_Written request_
Find each line in the items below that contains the string "every", and copy those lines out. Matching is case-sensitive.

[Extracted data entries]
+ + + + +
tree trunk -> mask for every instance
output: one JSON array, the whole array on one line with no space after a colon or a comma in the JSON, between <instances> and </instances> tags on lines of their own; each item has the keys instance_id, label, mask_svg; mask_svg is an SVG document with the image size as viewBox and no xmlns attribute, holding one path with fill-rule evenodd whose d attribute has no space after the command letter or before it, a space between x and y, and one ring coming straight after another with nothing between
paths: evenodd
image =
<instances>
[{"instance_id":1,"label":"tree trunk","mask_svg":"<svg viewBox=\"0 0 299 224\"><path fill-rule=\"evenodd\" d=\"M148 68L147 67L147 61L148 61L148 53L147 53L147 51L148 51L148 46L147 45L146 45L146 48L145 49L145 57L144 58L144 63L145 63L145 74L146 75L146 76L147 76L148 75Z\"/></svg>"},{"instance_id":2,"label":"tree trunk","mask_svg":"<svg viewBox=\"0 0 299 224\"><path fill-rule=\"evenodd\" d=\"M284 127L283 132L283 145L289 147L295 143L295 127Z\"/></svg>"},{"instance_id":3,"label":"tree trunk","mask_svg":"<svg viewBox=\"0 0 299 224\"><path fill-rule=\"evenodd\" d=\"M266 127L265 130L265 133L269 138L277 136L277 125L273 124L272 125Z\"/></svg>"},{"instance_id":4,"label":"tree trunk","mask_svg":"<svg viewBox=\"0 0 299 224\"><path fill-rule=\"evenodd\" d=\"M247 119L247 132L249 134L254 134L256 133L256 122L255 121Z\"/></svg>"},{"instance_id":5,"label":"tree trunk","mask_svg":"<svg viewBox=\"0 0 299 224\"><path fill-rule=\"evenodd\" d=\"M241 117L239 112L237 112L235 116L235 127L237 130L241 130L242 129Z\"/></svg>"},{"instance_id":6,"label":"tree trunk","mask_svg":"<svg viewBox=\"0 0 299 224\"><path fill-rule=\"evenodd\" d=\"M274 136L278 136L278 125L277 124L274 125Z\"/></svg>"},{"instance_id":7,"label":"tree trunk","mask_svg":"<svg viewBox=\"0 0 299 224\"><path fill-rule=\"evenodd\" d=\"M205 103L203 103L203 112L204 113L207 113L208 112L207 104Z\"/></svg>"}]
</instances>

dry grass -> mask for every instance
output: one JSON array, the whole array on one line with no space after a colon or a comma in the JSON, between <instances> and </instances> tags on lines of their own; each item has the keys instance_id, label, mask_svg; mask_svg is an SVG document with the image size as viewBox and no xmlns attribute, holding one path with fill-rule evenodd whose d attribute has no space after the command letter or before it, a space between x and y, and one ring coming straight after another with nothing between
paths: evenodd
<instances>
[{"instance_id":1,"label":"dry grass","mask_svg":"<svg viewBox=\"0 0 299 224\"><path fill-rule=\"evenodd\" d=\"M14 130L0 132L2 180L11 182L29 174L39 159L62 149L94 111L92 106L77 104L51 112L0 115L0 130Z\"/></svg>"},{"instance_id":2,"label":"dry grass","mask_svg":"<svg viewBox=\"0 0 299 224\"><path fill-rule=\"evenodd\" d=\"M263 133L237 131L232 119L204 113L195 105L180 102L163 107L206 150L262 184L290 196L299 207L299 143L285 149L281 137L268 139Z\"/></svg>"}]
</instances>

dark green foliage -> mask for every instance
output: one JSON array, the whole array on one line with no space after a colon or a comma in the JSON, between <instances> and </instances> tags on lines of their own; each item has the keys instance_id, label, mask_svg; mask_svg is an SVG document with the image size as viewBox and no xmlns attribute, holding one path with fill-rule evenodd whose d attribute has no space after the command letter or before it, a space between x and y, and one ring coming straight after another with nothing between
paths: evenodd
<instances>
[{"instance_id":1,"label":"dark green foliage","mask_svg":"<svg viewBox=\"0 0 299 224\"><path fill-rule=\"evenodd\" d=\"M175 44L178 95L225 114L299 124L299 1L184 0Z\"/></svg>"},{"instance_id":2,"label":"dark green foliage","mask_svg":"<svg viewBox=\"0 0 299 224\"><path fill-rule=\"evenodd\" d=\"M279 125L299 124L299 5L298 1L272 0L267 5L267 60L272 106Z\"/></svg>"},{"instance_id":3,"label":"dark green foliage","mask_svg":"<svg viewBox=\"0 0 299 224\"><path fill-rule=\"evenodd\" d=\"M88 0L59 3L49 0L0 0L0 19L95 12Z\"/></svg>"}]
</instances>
+ + + + +
_The reply_
tree trunk -> mask for every instance
dry grass -> mask for every instance
dark green foliage -> mask for every instance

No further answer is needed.